• DIRECTIONS: Print the records again, matching each line exactly.

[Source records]
↓↓↓
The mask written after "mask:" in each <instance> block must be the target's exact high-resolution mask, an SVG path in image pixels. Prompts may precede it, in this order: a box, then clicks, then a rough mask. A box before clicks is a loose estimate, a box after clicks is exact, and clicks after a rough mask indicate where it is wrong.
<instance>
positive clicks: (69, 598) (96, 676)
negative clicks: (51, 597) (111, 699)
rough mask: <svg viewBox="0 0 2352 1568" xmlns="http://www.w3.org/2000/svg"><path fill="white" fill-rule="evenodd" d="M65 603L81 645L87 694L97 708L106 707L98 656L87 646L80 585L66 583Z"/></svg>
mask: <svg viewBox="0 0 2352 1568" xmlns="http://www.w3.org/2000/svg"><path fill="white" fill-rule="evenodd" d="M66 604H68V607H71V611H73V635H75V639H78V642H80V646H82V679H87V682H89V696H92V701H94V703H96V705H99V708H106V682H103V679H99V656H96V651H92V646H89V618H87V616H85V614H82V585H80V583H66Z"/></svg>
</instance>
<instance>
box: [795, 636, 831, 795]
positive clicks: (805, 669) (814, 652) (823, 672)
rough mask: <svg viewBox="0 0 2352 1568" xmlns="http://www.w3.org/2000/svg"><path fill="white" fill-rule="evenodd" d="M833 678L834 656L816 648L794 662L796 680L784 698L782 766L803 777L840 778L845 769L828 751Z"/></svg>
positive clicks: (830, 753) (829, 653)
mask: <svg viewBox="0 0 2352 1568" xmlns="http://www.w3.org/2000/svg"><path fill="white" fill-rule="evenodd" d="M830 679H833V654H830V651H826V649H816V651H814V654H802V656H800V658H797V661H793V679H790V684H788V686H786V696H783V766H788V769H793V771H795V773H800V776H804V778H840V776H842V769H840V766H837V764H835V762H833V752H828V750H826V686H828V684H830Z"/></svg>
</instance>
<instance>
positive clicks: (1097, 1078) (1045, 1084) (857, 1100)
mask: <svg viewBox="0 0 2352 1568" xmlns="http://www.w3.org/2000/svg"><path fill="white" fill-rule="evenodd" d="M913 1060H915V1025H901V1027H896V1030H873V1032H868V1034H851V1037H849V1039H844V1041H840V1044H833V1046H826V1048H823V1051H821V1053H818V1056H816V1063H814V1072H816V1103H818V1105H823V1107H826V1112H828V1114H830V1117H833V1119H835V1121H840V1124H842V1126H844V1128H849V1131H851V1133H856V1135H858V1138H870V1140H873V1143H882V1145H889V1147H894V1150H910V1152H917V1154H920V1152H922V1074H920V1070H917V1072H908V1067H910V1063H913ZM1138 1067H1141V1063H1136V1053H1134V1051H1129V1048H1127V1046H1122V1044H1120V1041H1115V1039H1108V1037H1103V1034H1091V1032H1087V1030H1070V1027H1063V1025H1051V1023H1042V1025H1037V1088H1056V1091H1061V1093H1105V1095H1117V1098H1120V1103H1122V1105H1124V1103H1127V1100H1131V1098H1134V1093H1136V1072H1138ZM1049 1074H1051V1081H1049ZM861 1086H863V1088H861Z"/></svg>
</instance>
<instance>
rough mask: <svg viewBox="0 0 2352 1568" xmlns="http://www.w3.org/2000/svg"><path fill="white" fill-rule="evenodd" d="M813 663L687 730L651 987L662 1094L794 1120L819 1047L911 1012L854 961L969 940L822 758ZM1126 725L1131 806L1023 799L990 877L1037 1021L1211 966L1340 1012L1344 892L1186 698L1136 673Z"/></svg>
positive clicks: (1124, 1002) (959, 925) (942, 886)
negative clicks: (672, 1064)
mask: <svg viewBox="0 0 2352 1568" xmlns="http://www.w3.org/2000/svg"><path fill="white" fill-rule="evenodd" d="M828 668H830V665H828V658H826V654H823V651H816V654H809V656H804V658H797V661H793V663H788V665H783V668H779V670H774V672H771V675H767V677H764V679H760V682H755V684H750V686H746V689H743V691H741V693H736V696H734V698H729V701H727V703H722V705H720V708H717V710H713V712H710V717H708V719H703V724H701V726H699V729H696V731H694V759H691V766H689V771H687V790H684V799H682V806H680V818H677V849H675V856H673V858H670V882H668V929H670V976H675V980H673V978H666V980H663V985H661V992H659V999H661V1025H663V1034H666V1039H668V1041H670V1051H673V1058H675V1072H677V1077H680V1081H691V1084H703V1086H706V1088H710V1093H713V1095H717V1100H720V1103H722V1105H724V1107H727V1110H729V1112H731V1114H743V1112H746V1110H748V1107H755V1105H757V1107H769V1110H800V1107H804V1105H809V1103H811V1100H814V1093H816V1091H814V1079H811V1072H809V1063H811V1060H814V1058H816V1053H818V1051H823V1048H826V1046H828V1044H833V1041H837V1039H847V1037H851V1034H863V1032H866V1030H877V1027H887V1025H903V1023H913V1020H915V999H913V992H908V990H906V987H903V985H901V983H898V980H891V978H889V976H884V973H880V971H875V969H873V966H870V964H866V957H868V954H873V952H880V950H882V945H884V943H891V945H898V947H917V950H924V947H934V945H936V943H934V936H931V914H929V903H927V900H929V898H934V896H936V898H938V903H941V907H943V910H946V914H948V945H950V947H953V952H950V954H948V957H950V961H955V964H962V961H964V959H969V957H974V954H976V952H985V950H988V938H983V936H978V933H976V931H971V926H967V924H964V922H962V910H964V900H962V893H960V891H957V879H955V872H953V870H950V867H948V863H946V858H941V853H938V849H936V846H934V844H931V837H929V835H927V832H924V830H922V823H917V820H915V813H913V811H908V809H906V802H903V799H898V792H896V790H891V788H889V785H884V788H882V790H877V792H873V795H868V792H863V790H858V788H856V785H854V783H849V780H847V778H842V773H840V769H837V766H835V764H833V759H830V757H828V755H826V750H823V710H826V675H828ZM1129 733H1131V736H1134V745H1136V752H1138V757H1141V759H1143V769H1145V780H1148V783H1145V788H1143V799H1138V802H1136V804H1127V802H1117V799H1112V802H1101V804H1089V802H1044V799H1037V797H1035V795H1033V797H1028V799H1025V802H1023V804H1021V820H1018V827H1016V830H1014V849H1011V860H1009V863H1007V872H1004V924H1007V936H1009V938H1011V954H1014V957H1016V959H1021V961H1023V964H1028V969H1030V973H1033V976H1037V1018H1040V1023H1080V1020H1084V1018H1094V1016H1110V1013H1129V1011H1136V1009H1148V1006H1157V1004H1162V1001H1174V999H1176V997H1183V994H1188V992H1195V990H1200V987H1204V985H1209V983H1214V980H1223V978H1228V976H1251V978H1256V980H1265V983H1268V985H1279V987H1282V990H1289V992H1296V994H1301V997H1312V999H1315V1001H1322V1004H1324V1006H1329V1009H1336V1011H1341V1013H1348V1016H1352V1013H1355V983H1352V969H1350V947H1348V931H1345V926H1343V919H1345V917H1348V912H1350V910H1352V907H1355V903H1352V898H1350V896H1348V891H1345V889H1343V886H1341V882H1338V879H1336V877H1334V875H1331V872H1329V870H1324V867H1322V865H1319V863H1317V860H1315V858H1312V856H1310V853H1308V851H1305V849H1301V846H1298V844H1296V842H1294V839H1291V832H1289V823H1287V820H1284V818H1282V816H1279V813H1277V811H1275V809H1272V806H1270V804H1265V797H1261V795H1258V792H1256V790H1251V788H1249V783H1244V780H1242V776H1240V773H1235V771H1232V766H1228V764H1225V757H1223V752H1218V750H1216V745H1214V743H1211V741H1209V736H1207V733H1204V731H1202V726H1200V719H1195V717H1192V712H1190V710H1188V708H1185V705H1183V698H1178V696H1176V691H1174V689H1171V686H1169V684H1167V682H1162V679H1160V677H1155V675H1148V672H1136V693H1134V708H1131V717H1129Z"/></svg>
↑↑↑
• EXERCISE RESPONSE:
The mask written after "mask:" in each <instance> block must be the target's exact high-resolution mask, an SVG path in image pixels. Prompts may precede it, in this order: a box, then clicks, then a rough mask. A box before clicks is a loose estimate, a box after clicks is exact, and clicks after a rough mask indicate where it is wrong.
<instance>
positive clicks: (69, 598) (96, 676)
negative clicks: (51, 597) (111, 699)
rough mask: <svg viewBox="0 0 2352 1568" xmlns="http://www.w3.org/2000/svg"><path fill="white" fill-rule="evenodd" d="M65 603L81 645L87 694L97 708L106 707L98 656L87 646L80 585L66 583Z"/></svg>
mask: <svg viewBox="0 0 2352 1568" xmlns="http://www.w3.org/2000/svg"><path fill="white" fill-rule="evenodd" d="M66 604H68V607H71V611H73V635H75V639H78V642H80V646H82V679H87V682H89V696H92V701H94V703H96V705H99V708H106V682H103V679H99V656H96V651H92V646H89V618H87V616H85V614H82V585H80V583H66Z"/></svg>
</instance>
<instance>
box: [795, 636, 831, 795]
positive clicks: (805, 669) (814, 652) (823, 672)
rough mask: <svg viewBox="0 0 2352 1568" xmlns="http://www.w3.org/2000/svg"><path fill="white" fill-rule="evenodd" d="M833 678L834 656L816 648L794 662L796 680L784 698L782 766L803 777L840 778L845 769L828 751Z"/></svg>
positive clicks: (830, 753) (829, 653)
mask: <svg viewBox="0 0 2352 1568" xmlns="http://www.w3.org/2000/svg"><path fill="white" fill-rule="evenodd" d="M830 679H833V654H830V651H826V649H816V651H814V654H802V656H800V658H797V661H793V679H790V684H788V686H786V696H783V766H788V769H793V771H795V773H800V776H804V778H840V776H842V769H840V766H837V764H835V762H833V752H828V750H826V686H828V684H830Z"/></svg>
</instance>
<instance>
positive clicks: (1097, 1078) (1045, 1084) (857, 1100)
mask: <svg viewBox="0 0 2352 1568" xmlns="http://www.w3.org/2000/svg"><path fill="white" fill-rule="evenodd" d="M913 1060H915V1025H901V1027H896V1030H873V1032H868V1034H851V1037H849V1039H844V1041H840V1044H833V1046H826V1048H823V1051H821V1053H818V1056H816V1063H814V1072H816V1103H818V1105H823V1107H826V1112H828V1114H830V1117H833V1119H835V1121H840V1124H842V1126H844V1128H849V1131H851V1133H856V1135H858V1138H870V1140H873V1143H882V1145H889V1147H894V1150H910V1152H917V1154H920V1152H922V1074H920V1070H917V1072H908V1067H910V1063H913ZM1138 1067H1141V1063H1136V1053H1134V1051H1129V1048H1127V1046H1122V1044H1120V1041H1115V1039H1108V1037H1103V1034H1091V1032H1087V1030H1070V1027H1063V1025H1051V1023H1042V1025H1037V1088H1056V1091H1061V1093H1105V1095H1117V1098H1120V1103H1122V1105H1124V1103H1127V1100H1131V1098H1134V1093H1136V1072H1138ZM1049 1074H1051V1081H1049ZM861 1086H863V1088H861Z"/></svg>
</instance>
<instance>
rough mask: <svg viewBox="0 0 2352 1568" xmlns="http://www.w3.org/2000/svg"><path fill="white" fill-rule="evenodd" d="M813 663L687 730L651 987L662 1094L794 1120L819 1047L911 1012L854 961L969 940L822 758ZM1126 725L1131 806L1023 799L990 877L1037 1021L1211 966L1340 1012L1344 892L1186 698L1136 673Z"/></svg>
positive clicks: (1124, 1002) (959, 925) (942, 886)
negative clicks: (672, 1064)
mask: <svg viewBox="0 0 2352 1568" xmlns="http://www.w3.org/2000/svg"><path fill="white" fill-rule="evenodd" d="M828 668H830V665H828V658H826V654H823V651H816V654H809V656H804V658H797V661H793V663H788V665H783V668H779V670H774V672H771V675H767V677H764V679H760V682H755V684H750V686H746V689H743V691H741V693H736V696H734V698H729V701H727V703H722V705H720V708H717V710H713V712H710V717H708V719H703V724H701V726H699V729H696V731H694V759H691V766H689V771H687V790H684V799H682V806H680V818H677V849H675V856H673V858H670V882H668V929H670V976H675V980H673V978H666V980H663V985H661V992H659V999H661V1025H663V1034H666V1039H668V1041H670V1051H673V1058H675V1072H677V1077H680V1081H691V1084H703V1086H706V1088H710V1093H713V1095H717V1100H720V1103H722V1105H724V1107H727V1110H729V1112H731V1114H743V1112H746V1110H748V1107H755V1105H757V1107H769V1110H800V1107H804V1105H809V1103H811V1100H814V1093H816V1091H814V1079H811V1072H809V1063H811V1060H814V1058H816V1053H818V1051H823V1048H826V1046H828V1044H833V1041H837V1039H847V1037H851V1034H863V1032H866V1030H877V1027H887V1025H903V1023H913V1020H915V999H913V992H908V990H906V987H903V985H901V983H898V980H891V978H889V976H884V973H880V971H875V969H873V966H870V964H866V957H868V954H873V952H880V950H882V945H884V943H891V945H898V947H917V950H924V947H934V945H936V943H934V936H931V914H929V903H927V900H929V898H934V896H936V898H938V903H941V907H943V910H946V914H948V945H950V947H953V952H950V954H948V957H950V961H955V964H962V961H964V959H969V957H974V954H976V952H985V950H988V938H983V936H978V933H976V931H971V926H967V924H964V922H962V910H964V900H962V893H960V891H957V879H955V872H953V870H950V867H948V863H946V858H941V853H938V849H936V846H934V844H931V837H929V835H927V832H924V830H922V823H917V820H915V813H913V811H908V809H906V802H903V799H898V792H896V790H891V788H889V785H884V788H882V790H877V792H873V795H868V792H863V790H858V788H856V785H854V783H849V780H847V778H842V773H840V769H837V766H835V764H833V759H830V757H828V755H826V750H823V710H826V675H828ZM1129 733H1131V736H1134V745H1136V752H1138V757H1141V759H1143V769H1145V780H1148V783H1145V788H1143V799H1138V802H1136V804H1127V802H1117V799H1112V802H1101V804H1089V802H1044V799H1037V797H1035V795H1033V797H1028V799H1025V802H1023V804H1021V820H1018V827H1016V830H1014V849H1011V860H1009V863H1007V872H1004V924H1007V936H1009V938H1011V954H1014V957H1016V959H1021V961H1023V964H1028V969H1030V973H1033V976H1037V1018H1040V1023H1080V1020H1084V1018H1094V1016H1110V1013H1129V1011H1136V1009H1148V1006H1157V1004H1162V1001H1174V999H1176V997H1183V994H1188V992H1195V990H1200V987H1204V985H1209V983H1214V980H1223V978H1228V976H1251V978H1256V980H1265V983H1268V985H1279V987H1282V990H1289V992H1296V994H1301V997H1312V999H1315V1001H1322V1004H1324V1006H1329V1009H1336V1011H1341V1013H1348V1016H1352V1013H1355V983H1352V969H1350V947H1348V931H1345V926H1343V919H1345V917H1348V912H1350V910H1352V907H1355V903H1352V898H1350V896H1348V891H1345V889H1343V886H1341V882H1338V879H1336V877H1334V875H1331V872H1329V870H1324V867H1322V865H1319V863H1317V860H1315V858H1312V856H1310V853H1308V851H1305V849H1301V846H1298V844H1296V842H1294V839H1291V832H1289V823H1287V820H1284V818H1282V816H1279V813H1277V811H1275V809H1272V806H1270V804H1265V797H1261V795H1258V792H1256V790H1251V788H1249V783H1244V780H1242V776H1240V773H1235V771H1232V766H1228V764H1225V757H1223V752H1218V750H1216V745H1214V743H1211V741H1209V736H1207V733H1204V731H1202V726H1200V719H1195V717H1192V712H1190V710H1188V708H1185V705H1183V698H1178V696H1176V691H1174V689H1171V686H1169V684H1167V682H1162V679H1160V677H1155V675H1148V672H1136V693H1134V708H1131V717H1129Z"/></svg>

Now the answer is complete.